■ **TASK OBJECTIVE**:
How many lines of the material below contain the string "Give"? Reply with the number only.

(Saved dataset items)
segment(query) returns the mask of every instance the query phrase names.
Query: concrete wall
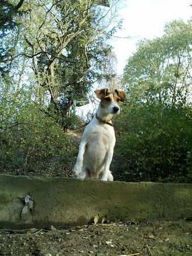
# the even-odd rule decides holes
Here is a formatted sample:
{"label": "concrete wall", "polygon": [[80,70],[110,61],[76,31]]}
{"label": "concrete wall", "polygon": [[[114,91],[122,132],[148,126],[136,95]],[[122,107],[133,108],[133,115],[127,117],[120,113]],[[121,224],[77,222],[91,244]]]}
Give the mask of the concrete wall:
{"label": "concrete wall", "polygon": [[191,195],[189,184],[1,175],[0,229],[86,224],[98,214],[109,220],[186,218]]}

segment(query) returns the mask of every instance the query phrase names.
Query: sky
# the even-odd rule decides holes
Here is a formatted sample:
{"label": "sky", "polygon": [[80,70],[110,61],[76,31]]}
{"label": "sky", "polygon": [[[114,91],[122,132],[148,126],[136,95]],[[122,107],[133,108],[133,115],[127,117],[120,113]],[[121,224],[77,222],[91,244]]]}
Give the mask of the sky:
{"label": "sky", "polygon": [[[120,0],[121,1],[121,0]],[[122,0],[119,10],[123,26],[111,44],[118,60],[117,73],[122,75],[128,58],[144,38],[161,36],[165,24],[174,19],[186,22],[192,16],[192,0]]]}
{"label": "sky", "polygon": [[[116,32],[115,37],[111,41],[118,60],[117,75],[119,76],[123,73],[127,59],[136,51],[138,41],[144,38],[152,39],[161,36],[166,23],[180,19],[186,22],[192,16],[192,7],[190,6],[192,0],[120,1],[118,16],[123,19],[122,28]],[[95,84],[93,92],[97,86]],[[92,104],[89,103],[77,107],[76,113],[85,117],[92,109]]]}

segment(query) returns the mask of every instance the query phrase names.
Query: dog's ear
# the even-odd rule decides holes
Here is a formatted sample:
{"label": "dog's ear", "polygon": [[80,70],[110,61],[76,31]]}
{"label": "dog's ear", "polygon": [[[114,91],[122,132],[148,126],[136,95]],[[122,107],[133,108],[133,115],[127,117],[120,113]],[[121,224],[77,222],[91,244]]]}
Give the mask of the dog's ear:
{"label": "dog's ear", "polygon": [[95,90],[95,93],[96,96],[99,99],[102,100],[103,98],[108,93],[108,90],[107,88],[101,89],[100,90]]}
{"label": "dog's ear", "polygon": [[118,96],[119,97],[120,101],[124,101],[126,98],[126,93],[123,92],[123,90],[119,90],[118,89],[115,89],[115,92],[118,94]]}

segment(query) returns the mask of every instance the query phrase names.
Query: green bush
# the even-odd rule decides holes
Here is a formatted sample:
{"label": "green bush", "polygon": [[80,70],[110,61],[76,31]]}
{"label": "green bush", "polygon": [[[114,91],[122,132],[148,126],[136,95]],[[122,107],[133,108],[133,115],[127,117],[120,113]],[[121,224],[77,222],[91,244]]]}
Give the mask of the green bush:
{"label": "green bush", "polygon": [[[14,125],[12,125],[14,123]],[[69,168],[77,154],[74,141],[39,106],[29,104],[0,130],[0,170],[51,172]]]}
{"label": "green bush", "polygon": [[124,180],[190,182],[192,178],[191,109],[127,104],[116,120],[116,146]]}

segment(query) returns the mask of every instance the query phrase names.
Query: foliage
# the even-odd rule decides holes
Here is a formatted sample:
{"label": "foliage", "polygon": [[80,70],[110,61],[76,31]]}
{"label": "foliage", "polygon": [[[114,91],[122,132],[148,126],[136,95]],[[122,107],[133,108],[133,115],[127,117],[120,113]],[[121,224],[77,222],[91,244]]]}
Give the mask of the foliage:
{"label": "foliage", "polygon": [[26,104],[11,116],[11,123],[1,122],[1,170],[19,169],[26,174],[43,170],[49,163],[48,168],[53,171],[59,163],[64,168],[73,160],[77,148],[73,140],[34,103]]}
{"label": "foliage", "polygon": [[72,169],[77,145],[64,131],[82,126],[74,102],[104,76],[118,0],[107,2],[2,1],[1,171]]}
{"label": "foliage", "polygon": [[173,22],[128,60],[128,102],[117,121],[127,180],[130,173],[141,180],[192,178],[190,31],[190,22]]}
{"label": "foliage", "polygon": [[[111,1],[112,7],[117,2]],[[18,11],[14,0],[6,4],[6,12],[14,11],[7,23],[14,25],[0,23],[4,31],[0,47],[3,79],[5,73],[14,76],[21,86],[28,77],[35,101],[44,105],[48,96],[50,108],[61,117],[68,116],[74,100],[82,98],[92,83],[104,76],[102,69],[111,52],[107,40],[115,31],[111,21],[115,15],[98,1],[19,3]]]}

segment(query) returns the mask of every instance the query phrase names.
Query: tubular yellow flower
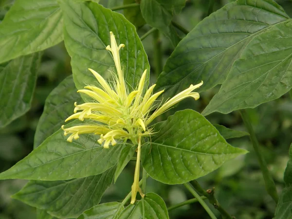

■ **SOLUTION**:
5